» **Task instructions**
a) From the agricultural revolution transcript, list every action the farmers took in constructing their environment.
b) Carry on the agricultural revolution transcript from its final line in the same back-and-forth conversational style.

We've got some really interesting material today digging into the agricultural revolution.
It's presented as this absolutely pivotal moment.
Oh definitely, a huge turning point.
Yeah and controversial too right?
Some see it as you know progress, the foundation of civilization.
While others frame it almost as a step backward toward alienation, it's a really fascinating debate.
It really is and the material highlights this incredible population shift to set the scene.
We're talking maybe five to eight million nomadic foragers around 10 ,000 BC.
Tiny numbers globally speaking.
Exactly and then fast forward to the first century
and you've got something like 250 million farmers.
A massive jump and meanwhile the number of foragers just plummets down to maybe one or two million.
It really shows you the sheer dominance of this new agricultural way of life.
It really does and it wasn't just about numbers was it?
It's the whole way of living that got turned upside down.
Foragers moving across these huge territories,
dozens, hundreds of square kilometers.
That was their world, their home, open space.
And then suddenly life shrinks down to this tiny patch of land, a field, a house, maybe just a few dozen meters across.
A very different sense of space and the sources suggest this had a real psychological impact didn't they?
They do.
This idea of attachment to my house, my land, a feeling of separation from your neighbors maybe leading to a more
self -centered outlook.
Well it ties into this move towards a much more artificial environment.
Think about it.
Foragers adapted to the natural world.
Right they lived within it.
Farmers though they started constructing their environment.
They cut down forests, dug canals, cleared fields, built permanent houses.
They literally reshaped the land.
Exactly engineering it for themselves and their specific plants and animals.
Wheat, goats, whatever it was.
Which meant you know a constant battle against anything that didn't fit.
Weeds in the fields, wild animals trying to get back in.
Even insects in the house.
It's his ongoing effort to maintain the human -made bubble against the wild.
It's funny you say bubble because one statistic that really jumped out was that even as late as 80 1400 all this farming, all these domesticated animals, only took up about 11 million square kilometers.
Which sounds like a lot but it's only about two percent of the earth's surface.
Incredible isn't it?
So much of recorded human history played out on this relatively tiny artificially managed stage.
It really makes you wonder about the vast wilderness that still existed then.
But it also raises a key question.
Why did people stick with farming?
Why not just go back to foraging if things got tough?
Yeah good question.
The material points to a couple of things.
One is that attachment we mentioned to the house, the fields, the granaries full of food.
Sense of place investment.
And also just stuff.

» **Stored records**

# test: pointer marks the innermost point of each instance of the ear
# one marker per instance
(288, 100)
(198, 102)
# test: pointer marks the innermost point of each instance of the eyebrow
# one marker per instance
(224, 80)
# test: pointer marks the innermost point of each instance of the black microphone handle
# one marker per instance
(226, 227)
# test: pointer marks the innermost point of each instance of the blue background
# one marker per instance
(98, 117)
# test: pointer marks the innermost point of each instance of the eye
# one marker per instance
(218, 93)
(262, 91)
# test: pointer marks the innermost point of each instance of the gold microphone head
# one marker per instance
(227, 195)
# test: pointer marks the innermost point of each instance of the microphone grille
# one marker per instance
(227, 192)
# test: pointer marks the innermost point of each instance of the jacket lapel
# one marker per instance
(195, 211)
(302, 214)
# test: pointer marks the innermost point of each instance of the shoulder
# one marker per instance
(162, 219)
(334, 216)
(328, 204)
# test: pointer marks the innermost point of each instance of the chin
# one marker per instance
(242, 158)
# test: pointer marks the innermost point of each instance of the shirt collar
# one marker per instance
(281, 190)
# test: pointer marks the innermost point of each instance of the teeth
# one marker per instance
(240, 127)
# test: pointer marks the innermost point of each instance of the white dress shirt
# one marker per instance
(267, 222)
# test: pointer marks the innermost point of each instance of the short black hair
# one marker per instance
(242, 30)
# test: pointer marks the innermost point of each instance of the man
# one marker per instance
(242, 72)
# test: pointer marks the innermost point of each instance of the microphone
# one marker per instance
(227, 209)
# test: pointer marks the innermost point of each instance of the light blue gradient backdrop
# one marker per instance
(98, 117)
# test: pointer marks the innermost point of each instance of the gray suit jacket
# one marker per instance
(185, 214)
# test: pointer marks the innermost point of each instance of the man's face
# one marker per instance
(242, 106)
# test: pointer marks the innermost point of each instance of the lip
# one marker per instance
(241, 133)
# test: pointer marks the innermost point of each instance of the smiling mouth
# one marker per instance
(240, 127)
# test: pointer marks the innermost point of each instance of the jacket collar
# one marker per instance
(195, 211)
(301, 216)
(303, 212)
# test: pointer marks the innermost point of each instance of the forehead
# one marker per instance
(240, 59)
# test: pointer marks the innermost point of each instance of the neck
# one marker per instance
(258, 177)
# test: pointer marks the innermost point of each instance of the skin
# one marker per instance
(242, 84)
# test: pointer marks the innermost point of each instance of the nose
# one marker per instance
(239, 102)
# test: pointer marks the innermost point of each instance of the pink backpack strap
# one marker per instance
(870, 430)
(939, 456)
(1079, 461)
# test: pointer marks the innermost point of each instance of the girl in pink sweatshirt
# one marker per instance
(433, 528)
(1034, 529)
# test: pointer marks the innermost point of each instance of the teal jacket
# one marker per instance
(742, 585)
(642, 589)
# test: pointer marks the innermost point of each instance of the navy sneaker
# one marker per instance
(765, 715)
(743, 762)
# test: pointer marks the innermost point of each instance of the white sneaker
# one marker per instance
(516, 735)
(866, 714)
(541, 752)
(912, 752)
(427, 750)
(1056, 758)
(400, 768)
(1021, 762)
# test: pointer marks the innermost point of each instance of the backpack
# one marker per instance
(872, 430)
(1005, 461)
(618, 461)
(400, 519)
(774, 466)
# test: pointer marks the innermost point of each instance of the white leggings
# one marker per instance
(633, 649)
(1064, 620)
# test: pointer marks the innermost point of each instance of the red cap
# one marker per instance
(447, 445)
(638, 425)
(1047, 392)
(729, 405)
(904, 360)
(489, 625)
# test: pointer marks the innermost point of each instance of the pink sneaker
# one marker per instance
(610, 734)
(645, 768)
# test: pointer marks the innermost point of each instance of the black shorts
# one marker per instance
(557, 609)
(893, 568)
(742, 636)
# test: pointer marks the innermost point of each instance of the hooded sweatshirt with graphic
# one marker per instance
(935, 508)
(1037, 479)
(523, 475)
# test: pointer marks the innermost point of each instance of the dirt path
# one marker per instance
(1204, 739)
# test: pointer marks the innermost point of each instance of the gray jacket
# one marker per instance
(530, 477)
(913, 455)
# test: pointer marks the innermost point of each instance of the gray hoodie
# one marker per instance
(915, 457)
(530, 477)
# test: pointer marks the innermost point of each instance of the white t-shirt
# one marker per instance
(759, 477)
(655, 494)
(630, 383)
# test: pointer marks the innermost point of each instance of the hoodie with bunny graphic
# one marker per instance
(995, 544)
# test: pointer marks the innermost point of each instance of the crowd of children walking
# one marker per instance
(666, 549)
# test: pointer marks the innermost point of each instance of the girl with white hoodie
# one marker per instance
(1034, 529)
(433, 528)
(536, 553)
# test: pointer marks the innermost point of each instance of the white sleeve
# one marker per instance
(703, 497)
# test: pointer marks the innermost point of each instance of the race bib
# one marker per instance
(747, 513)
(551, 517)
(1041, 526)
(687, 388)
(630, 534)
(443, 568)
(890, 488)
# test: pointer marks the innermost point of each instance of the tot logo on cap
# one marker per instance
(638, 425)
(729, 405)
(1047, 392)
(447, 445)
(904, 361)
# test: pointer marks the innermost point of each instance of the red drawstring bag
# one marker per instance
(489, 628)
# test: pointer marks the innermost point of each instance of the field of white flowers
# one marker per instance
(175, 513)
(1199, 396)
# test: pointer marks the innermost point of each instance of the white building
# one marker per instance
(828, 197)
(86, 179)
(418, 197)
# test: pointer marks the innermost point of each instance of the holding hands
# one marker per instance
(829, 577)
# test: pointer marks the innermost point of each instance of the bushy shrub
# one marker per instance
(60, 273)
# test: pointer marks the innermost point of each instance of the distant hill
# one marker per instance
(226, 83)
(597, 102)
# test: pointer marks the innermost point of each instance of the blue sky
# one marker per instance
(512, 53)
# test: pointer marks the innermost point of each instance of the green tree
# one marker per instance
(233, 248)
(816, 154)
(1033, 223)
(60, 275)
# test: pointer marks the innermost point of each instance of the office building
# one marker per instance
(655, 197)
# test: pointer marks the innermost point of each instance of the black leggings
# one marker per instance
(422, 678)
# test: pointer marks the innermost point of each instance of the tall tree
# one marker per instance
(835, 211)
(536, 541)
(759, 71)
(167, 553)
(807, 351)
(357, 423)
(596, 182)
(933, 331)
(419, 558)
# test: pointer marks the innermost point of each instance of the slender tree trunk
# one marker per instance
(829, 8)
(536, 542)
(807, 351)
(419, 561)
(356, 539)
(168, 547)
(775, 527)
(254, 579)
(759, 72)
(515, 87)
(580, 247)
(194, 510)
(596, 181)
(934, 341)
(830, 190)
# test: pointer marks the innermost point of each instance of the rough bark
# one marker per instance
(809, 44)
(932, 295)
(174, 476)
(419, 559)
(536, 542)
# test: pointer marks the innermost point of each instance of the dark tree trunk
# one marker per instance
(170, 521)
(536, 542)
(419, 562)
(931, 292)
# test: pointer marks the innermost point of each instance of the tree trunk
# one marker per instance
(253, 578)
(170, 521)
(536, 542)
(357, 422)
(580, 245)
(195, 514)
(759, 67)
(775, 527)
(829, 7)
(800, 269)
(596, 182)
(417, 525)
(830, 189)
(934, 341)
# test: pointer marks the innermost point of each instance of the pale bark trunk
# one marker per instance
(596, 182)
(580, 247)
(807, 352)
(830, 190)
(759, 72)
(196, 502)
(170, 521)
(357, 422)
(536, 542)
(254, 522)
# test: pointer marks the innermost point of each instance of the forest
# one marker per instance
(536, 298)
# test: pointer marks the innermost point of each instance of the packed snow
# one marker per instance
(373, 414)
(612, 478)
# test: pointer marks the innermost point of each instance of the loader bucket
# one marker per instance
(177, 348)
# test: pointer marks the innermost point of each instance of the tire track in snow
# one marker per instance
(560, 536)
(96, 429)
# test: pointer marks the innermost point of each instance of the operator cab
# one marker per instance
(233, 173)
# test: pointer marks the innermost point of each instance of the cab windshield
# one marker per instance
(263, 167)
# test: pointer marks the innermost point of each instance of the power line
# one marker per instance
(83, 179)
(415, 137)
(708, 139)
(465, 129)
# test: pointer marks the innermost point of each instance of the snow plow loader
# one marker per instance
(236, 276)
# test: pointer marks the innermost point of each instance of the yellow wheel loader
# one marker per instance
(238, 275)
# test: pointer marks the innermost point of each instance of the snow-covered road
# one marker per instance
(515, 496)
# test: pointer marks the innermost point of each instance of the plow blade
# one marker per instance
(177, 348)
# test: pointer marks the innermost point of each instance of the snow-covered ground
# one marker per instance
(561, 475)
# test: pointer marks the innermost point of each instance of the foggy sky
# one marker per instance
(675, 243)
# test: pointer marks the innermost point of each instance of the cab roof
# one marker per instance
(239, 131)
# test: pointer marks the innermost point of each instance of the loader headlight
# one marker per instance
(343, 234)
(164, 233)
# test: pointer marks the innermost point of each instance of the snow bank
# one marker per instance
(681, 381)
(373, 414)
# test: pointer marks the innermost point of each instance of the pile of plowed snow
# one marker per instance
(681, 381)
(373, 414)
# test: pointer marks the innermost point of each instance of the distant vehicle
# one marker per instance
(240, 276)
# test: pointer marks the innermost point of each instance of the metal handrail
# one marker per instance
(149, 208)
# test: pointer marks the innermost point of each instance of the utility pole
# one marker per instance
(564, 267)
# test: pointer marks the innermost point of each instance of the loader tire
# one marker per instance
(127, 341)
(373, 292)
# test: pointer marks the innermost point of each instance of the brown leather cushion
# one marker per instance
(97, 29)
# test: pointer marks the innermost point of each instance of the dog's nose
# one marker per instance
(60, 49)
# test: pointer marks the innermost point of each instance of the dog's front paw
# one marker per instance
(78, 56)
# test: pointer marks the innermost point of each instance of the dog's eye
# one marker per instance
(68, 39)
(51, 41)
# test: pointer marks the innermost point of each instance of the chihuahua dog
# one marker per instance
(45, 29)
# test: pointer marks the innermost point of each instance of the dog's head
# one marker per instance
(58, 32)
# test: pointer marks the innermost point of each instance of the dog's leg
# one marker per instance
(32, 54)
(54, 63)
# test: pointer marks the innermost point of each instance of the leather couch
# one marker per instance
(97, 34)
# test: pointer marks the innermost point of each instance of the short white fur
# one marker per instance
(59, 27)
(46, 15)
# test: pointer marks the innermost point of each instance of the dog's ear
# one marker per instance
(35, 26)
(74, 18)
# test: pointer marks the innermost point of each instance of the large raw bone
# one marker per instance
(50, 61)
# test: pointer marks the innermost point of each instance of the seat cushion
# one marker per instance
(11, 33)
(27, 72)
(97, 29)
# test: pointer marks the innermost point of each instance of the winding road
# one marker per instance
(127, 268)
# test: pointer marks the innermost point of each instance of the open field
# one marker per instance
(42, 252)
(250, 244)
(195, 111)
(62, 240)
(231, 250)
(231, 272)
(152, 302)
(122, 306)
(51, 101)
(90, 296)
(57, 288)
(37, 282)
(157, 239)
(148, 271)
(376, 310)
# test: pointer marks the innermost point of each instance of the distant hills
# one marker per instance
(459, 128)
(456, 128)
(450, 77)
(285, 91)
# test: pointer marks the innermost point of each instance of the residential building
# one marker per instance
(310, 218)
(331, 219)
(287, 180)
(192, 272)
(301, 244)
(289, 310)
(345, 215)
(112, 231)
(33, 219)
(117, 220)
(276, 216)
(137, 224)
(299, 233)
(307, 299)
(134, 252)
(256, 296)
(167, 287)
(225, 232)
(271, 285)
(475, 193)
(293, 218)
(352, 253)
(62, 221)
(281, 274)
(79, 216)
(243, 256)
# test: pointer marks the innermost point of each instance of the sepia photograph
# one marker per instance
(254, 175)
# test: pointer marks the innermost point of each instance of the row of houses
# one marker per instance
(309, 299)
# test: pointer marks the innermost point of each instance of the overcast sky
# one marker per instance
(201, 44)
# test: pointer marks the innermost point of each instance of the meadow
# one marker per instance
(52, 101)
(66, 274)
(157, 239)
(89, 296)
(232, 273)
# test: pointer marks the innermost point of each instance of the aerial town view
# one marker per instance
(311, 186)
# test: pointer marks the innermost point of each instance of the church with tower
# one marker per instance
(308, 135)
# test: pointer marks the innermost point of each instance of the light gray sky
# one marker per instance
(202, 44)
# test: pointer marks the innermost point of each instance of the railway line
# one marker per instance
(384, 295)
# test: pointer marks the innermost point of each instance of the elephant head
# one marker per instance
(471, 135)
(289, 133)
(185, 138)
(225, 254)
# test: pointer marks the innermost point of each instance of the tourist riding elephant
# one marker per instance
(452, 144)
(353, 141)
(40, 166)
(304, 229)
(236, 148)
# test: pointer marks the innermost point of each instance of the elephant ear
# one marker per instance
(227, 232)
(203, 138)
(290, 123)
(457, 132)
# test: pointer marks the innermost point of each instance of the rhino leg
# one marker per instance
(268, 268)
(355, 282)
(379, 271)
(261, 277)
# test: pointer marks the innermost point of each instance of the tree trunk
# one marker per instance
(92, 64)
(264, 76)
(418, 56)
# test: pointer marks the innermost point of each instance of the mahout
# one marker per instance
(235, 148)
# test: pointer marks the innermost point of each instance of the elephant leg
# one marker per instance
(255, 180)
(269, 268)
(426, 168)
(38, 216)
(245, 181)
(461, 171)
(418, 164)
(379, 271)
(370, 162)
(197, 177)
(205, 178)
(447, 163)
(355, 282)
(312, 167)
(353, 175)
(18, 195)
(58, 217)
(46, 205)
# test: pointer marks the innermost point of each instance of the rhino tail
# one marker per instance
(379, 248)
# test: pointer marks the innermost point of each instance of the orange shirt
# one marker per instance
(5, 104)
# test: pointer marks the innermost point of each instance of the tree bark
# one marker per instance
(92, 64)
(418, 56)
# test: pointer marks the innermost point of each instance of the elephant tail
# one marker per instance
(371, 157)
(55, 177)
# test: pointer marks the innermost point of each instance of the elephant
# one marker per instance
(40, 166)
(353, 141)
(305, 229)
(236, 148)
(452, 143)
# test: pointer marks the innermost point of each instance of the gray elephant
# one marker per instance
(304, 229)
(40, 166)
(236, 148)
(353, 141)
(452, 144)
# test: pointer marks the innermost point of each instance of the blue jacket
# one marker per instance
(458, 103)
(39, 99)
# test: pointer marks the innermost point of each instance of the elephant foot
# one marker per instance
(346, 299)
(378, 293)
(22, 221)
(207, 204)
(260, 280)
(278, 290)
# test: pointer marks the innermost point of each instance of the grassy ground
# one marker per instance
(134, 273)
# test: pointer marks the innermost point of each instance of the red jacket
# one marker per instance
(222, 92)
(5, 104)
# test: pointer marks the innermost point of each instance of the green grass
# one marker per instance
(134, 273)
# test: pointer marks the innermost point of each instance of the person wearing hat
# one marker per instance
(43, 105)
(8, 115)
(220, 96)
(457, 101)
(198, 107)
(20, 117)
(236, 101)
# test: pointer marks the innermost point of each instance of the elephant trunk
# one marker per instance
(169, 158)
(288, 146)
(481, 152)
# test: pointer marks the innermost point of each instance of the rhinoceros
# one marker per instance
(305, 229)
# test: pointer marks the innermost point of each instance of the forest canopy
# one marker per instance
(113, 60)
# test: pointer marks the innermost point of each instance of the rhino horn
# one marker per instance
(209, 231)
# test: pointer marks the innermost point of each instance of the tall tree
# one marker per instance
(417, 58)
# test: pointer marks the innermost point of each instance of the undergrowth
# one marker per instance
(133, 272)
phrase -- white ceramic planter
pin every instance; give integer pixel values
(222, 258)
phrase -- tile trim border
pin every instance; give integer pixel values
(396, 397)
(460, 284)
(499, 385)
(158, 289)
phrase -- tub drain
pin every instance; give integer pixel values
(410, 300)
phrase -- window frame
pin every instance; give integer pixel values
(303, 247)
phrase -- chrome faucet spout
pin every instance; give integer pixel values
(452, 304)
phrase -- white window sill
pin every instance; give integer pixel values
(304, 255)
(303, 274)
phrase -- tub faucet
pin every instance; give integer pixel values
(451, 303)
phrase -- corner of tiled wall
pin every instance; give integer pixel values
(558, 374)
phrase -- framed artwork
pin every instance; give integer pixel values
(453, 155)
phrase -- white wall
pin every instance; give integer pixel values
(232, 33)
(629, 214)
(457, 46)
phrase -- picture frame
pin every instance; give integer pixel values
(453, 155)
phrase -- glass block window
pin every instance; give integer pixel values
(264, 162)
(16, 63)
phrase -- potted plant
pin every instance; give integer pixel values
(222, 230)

» **Per-task outputs**
a) They cut down forests, dug canals, cleared fields, and built permanent houses.

b)
Even if ancient farmers seem poor by our standards they actually had way more physical possessions, tools, pots, furniture than an entire band of foragers might have carried.
Those positions become anchors don't they?
Yeah.
Harder to just pick up and leave.
Definitely and it wasn't just physical anchors.
Their whole conception of time seems to have shifted.
Ah yes the time horizon.
Foragers living much more moment to moment maybe week to week.
Right focused on the present.
But farmers they had to think seasons, years, even decades ahead.
Planting now for a harvest much later.
It's interesting the sources suggest that because foragers had trouble storing food long term they paradoxically had fewer long term anxieties.
You deal with today, tomorrow mostly takes care of itself.
Whereas farming made the future incredibly important.
Suddenly you have these long cultivation periods then short critical harvests.
And you're constantly worrying.
Will there be enough rain?
Too much rain.
A flood,
pests.
Your livelihood depends on predicting and managing this distant future.
Especially since they relied on just a few crops.
A bad year for wheat could be catastrophic.
Absolutely.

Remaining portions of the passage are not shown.